*TESTO FORNITO:*
>>>
La preparazione all’accreditamento JCI è stata molto impegnativa?

Si, ma non così come si può immaginare.  Nel Policlinico c’è una cultura orientata ai pazienti e ai loro bisogni, una sensibilità alla personalizzazione delle cure e alla ricerca del meglio per il paziente.  Questo ci ha sicuramente molto aiutato.  Gli standard JCI vanno in questa direzione e hanno trovato terreno fertile da noi.

 

Ma costa tanto l’accreditamento JCI?

Non più di quanto un impegno sulla qualità dell’assistenza comporta.  Certo che se una struttura per la qualità e la sicurezza dei pazienti non fa niente….  Peraltro, la valutazione da esperti esterni è molto utile, perché essere valutatati inevitabilmente tira fuori il meglio.

 

Quale è stata la cosa più complicata per giungere all’accreditamento?

I fattori sfidanti sono tanti: dalla valutazione dei professionisti, al doppio controllo delle prescrizioni, dalla gestione integrate delle informazioni sui pazienti ai programmi per gli specializzandi. Ma forse il tema più complesso è stato far comprendere a tutti che questa poteva essere un’occasione unica e irripetibile di raccogliere una sfida collettiva a tutti i livelli dell’organizzazione. Il primo ad avere il timore di non riuscire a generare questo clima organizzativo ero io. Il timore è stato superato quando in un venerdì pomeriggio di fine gennaio 2020 (un mese prima dell’avvento della Pandemia in Sala Brasca per la ‘restituzione della prima mock survey dei 5 verificatori esterni al Policlinico eravamo in 450 di ogni funzione e area professionale. Da li in poi, nonostante la pandemia, è stato un crescendo di coinvolgimento e di consapevolezza del rilievo interno prima che esterno al Politecnico dell’accreditamento JCI.

 

Consiglierebbe l’accreditamento JCI ad altre strutture?

Ovviamente sì. L’attenzione alla qualità e alla sicurezza del paziente sono al centro dell’accreditamento e questo non può che far bene alle performance.  Un aspetto mi pare indispensabile da considerare: concentrare l’attenzione su questi aspetti genera quella che gli esperti definiscono “clinical governance” cioè la capacità di generare condizioni che permettono ai professionisti (tutti, medici, infermieri e altri professionisti) di essere capaci di migliorare in modo sistematico i risultati della propria azione. Si, gli standard JCI sono un modo per governare una struttura sanitaria.

 

Lo staff che ha guidato il progetto che ruolo aveva?

Il nostro direttore sanitario Andrea Cambieri e il responsabile dei processi di quality improvement  Alberto Fiore sono stati la guida del progetto.  Il progetto era reale, sostenuto da me e dal CDA.  Abbiamo identificato obiettivi specifici e sistemi premianti.  La responsabilità sul progetto era chiara e condivisa e loro sono stati un punto di riferimento non solo nel richiamare gli obiettivi, ma soprattutto per partecipare a trovare soluzioni, a sostenere i processi di cambiamento, a generare le condizioni di successo dell’iniziativa.  Ecco anche su questo abbiamo imparato: così si gestiscono i processi complessi e trasversali!

 

Ci sono aspetti su cui non è soddisfatto?

Forse è meglio dire che abbiamo imparato e alcuni errori non li faremo più.  Sono proprio soddisfatto che abbiamo e stiamo imparando e quindi l’errore non è più una obiezione ma l’occasione per migliorare. Si può affermare che la cultura organizzativa del Policlinico è questa:dobbiamo migliorare imparando dalle difficoltà e dagli errori”. D’altra pare la comunità degli accreditati JCI ci permette di confrontarci e imparare da altri. Invito tutti a guardare fuori dai propri stretti confini per capire come risolvono i problemi gli altri.  Questa una lezione fondamentale.

 

L’ultima domanda: lo rifarebbe?

Certo, anzi avremmo dovuto farlo prima!!!!
<<<
*SET DI DATI:*
>>>
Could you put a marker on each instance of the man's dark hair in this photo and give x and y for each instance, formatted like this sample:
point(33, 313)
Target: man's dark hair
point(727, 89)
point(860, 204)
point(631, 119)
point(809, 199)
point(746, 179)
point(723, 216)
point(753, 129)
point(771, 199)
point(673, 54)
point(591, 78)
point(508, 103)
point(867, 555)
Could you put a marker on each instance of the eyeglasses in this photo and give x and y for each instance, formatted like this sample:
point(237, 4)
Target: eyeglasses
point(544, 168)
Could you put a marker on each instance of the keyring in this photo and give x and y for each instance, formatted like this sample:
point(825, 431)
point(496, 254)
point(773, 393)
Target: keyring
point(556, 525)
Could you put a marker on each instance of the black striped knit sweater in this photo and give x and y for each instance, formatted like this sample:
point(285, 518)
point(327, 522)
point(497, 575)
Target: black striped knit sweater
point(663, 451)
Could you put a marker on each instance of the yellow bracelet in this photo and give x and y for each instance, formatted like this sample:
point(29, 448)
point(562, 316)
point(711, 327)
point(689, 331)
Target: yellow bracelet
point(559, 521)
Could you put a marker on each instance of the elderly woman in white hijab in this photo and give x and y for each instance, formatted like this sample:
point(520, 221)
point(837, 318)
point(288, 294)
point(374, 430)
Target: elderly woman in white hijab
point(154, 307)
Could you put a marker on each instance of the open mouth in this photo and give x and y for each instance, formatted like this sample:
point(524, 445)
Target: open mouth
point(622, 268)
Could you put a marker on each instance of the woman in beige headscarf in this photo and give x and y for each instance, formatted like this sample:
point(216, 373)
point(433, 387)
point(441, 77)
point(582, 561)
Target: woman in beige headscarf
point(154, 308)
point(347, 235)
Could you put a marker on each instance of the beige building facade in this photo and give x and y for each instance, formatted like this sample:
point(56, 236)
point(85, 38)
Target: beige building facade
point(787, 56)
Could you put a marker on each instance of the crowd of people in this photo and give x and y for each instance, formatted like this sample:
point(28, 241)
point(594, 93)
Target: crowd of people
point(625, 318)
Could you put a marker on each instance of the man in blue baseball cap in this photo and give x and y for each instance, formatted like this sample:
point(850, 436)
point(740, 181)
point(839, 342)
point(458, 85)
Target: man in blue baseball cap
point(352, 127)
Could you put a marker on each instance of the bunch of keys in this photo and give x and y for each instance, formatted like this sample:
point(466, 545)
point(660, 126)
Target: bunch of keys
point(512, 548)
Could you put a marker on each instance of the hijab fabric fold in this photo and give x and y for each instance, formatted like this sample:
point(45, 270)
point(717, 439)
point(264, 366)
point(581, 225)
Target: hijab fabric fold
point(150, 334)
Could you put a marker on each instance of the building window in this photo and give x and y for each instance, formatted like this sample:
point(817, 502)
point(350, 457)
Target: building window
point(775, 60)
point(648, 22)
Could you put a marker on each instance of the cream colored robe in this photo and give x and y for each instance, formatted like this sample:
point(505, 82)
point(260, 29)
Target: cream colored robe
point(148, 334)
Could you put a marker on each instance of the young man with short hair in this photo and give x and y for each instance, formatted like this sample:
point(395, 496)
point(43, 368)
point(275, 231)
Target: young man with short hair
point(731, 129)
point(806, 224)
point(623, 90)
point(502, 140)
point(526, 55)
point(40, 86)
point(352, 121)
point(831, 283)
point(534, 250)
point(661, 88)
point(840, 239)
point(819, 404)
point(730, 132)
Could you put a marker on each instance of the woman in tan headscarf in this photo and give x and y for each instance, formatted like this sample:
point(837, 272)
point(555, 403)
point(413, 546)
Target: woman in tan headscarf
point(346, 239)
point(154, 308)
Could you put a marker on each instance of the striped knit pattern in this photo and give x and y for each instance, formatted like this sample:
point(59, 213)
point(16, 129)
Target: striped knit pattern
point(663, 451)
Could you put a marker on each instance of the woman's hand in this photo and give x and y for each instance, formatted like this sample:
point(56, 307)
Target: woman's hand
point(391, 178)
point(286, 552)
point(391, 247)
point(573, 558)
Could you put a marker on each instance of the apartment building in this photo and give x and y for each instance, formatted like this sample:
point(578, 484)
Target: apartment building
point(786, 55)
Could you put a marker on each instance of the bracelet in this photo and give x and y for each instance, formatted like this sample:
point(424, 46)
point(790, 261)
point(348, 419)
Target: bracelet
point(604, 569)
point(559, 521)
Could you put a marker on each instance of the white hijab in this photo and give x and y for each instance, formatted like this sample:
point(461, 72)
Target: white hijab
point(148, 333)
<<<
*COSE DA FARE:*
1. Trasforma in un elenco puntato il paragrafo del testo fornito che comincia con «Il nostro direttore sanitario Andrea Cambieri», conservandone i fatti principali.
2. Quante persone erano presenti in Sala Brasca per la restituzione della prima mock survey, secondo il testo fornito?

*RISPOSTE AI COMPITI:*
1.
- Il direttore sanitario Andrea Cambieri e il responsabile dei processi di quality improvement Alberto Fiore hanno guidato il progetto.
- Il progetto era reale, sostenuto dall'intervistato e dal CDA.
- Sono stati identificati obiettivi specifici e sistemi premianti.
- La responsabilità sul progetto era chiara e condivisa.
- Cambieri e Fiore sono stati un punto di riferimento per richiamare gli obiettivi, trovare soluzioni, sostenere i processi di cambiamento e generare le condizioni di successo.
- Da questa esperienza si è imparato come gestire i processi complessi e trasversali.

2. Erano presenti 450 persone, di ogni funzione e area professionale.